> **EXTRACT TO READ**:
The Long Walk

Since I was in high school I have suffered from cluster headaches. Fortunately, it has been several years since I have suffered an episode. However, for years I lived with persistent daily bouts of scathing pain for weeks and sometimes months at a time. One of the things I discovered from living with pain was that over time, your ability to cope with fairly minor pain tended to decrease. It was like dealing with excruciating pain took so much physical and mental energy that when more garden variety pain from something as simple as an upset stomach or a stubbed toe came along, you just didn’t have the mental reserves left to deal with it.

I have thought of this fact fairly often over the past couple of months. If you’ve read my blog at all in the last few weeks, you already know that my family has been going through a difficult time and I have not been dealing with it all that well. Which has surprised me. Although our situation is terrible and could potentially get much worse, I’ve handled situations just as bad or worse without diving into the sort of despair and bitterness which I have been struggling with for the last few weeks. I have found myself questioning the very existence of God as well as His faithfulness and His good heart. Which, given all that He has seen me through before and my well established relationship with Him is ridiculous. I think that part of what has thrown me so off balance this time is precisely that I’ve been down this road so many times before, I’ve shown my faithfulness, I’ve trusted in God in the middle of an evil place. So why am I finding myself back on this road again? Haven’t I already gone over this ground and been found faithful? There’s really nothing to be gained by going back over all of this again – can’t we move on now? Just like with my cluster headaches, the fact that I had been through worse before seemed to be making it harder for me to deal with a fresh bout of struggle, not easier.

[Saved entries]
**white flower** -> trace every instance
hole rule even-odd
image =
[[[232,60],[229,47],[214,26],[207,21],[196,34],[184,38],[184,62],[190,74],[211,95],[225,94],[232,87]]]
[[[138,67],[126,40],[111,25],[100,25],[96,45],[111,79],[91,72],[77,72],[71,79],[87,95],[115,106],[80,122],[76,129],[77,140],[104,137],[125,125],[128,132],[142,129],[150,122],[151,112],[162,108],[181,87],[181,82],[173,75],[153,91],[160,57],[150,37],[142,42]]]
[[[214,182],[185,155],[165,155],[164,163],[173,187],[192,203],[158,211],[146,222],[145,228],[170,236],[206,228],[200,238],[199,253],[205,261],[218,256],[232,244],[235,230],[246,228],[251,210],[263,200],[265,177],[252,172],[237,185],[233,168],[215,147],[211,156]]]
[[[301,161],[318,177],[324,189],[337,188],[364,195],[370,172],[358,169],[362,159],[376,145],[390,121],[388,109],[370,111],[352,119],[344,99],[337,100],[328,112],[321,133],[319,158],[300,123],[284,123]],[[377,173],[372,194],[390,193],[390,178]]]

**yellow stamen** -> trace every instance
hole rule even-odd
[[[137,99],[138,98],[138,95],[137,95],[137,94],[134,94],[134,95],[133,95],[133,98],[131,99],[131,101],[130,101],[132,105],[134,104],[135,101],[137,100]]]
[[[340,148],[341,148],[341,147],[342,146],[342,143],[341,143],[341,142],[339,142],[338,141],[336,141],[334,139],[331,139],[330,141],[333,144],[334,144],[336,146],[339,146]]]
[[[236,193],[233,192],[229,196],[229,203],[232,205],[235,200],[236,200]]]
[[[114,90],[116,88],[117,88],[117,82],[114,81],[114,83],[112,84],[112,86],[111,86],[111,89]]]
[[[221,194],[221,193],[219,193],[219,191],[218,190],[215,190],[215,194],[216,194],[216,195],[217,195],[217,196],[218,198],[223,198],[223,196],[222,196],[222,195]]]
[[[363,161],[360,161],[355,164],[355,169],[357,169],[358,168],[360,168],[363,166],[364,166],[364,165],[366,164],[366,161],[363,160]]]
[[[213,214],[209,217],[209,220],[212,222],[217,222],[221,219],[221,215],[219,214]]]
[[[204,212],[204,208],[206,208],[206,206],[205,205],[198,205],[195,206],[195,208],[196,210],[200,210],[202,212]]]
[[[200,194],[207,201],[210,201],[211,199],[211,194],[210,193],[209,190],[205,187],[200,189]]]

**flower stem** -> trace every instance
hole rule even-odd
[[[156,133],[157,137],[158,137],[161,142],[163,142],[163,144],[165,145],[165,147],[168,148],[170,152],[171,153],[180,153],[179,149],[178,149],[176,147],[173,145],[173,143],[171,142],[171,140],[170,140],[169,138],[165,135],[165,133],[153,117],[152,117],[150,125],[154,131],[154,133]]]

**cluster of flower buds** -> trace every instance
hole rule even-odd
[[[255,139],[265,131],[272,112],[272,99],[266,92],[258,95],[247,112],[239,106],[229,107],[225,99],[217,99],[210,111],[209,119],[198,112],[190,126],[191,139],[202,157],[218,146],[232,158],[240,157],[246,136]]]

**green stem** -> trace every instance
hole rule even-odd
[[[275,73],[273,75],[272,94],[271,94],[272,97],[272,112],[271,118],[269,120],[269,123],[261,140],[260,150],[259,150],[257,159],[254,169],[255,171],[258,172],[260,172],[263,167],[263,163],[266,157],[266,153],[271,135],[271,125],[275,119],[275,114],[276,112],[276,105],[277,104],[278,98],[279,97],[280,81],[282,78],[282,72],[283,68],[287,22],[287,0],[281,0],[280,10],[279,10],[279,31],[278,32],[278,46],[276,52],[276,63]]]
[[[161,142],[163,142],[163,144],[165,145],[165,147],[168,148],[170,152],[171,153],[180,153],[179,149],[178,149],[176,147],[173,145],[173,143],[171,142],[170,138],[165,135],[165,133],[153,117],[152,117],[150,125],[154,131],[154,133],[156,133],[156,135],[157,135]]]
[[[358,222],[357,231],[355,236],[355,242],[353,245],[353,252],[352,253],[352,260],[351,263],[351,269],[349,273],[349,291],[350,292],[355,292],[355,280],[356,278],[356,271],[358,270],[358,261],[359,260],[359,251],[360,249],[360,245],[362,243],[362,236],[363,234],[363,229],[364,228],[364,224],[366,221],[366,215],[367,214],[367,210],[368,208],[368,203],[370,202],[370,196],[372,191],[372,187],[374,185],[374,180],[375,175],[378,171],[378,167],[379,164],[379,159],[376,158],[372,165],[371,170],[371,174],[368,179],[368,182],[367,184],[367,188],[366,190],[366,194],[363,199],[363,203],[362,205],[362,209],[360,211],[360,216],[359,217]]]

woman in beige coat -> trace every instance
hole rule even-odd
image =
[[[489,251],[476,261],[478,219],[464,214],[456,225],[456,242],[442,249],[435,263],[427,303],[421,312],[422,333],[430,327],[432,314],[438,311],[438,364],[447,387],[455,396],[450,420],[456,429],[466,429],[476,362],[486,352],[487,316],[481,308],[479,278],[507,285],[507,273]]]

> **WHAT YOU NEED TO DO**: Restate the essay starting with "The Long Walk" and going on through "deal with it.", switching "cluster headaches" to "migraine headaches". Rely only on the text for this work.

> **YOUR RESPONSE**:
The Long Walk

Since I was in high school I have suffered from migraine headaches. Fortunately, it has been several years since I have suffered an episode. However, for years I lived with persistent daily bouts of scathing pain for weeks and sometimes months at a time. One of the things I discovered from living with pain was that over time, your ability to cope with fairly minor pain tended to decrease. It was like dealing with excruciating pain took so much physical and mental energy that when more garden variety pain from something as simple as an upset stomach or a stubbed toe came along, you just didn’t have the mental reserves left to deal with it.